* Exercise prompt *
Output every line of the entries from the line containing "Query: nike logo" through the last, exactly, with no other content.

* Data for this task *
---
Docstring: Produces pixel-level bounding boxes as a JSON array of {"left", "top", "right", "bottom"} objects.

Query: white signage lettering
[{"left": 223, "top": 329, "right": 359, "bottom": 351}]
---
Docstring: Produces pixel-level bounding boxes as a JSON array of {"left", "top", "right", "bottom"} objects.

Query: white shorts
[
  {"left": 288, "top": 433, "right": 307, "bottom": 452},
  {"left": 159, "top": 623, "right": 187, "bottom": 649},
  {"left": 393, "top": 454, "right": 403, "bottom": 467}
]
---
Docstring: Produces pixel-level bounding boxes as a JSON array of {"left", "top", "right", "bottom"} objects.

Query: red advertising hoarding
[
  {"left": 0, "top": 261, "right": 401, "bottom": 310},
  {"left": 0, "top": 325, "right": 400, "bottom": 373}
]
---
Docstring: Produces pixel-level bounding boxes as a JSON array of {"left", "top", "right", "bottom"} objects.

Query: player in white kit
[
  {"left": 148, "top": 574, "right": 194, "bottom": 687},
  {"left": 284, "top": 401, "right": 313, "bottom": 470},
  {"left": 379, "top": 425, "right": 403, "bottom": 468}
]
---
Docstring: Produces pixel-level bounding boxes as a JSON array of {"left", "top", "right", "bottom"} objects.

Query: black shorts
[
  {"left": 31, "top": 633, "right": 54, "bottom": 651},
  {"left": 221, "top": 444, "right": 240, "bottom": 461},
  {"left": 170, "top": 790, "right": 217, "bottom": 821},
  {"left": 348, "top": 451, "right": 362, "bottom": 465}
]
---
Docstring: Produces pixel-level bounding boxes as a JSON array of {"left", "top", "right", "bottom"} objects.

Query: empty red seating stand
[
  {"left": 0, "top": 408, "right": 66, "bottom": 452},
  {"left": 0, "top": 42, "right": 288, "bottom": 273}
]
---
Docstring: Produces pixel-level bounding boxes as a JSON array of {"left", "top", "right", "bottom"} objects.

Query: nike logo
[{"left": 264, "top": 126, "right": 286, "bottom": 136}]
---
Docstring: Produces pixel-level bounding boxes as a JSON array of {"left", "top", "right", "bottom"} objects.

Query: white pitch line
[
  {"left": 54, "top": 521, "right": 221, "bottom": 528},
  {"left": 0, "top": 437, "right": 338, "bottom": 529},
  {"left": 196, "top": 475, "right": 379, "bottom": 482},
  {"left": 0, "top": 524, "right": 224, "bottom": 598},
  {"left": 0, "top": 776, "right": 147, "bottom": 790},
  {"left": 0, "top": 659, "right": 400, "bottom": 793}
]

* Answer box *
Query: nike logo
[{"left": 264, "top": 126, "right": 286, "bottom": 136}]
---
Docstring: Produces pixel-level bounding boxes as a JSON array of {"left", "top", "right", "bottom"} objects.

Query: white pitch line
[
  {"left": 54, "top": 521, "right": 221, "bottom": 528},
  {"left": 0, "top": 437, "right": 338, "bottom": 529},
  {"left": 196, "top": 475, "right": 379, "bottom": 482},
  {"left": 0, "top": 524, "right": 224, "bottom": 598},
  {"left": 0, "top": 776, "right": 147, "bottom": 790},
  {"left": 0, "top": 659, "right": 400, "bottom": 793}
]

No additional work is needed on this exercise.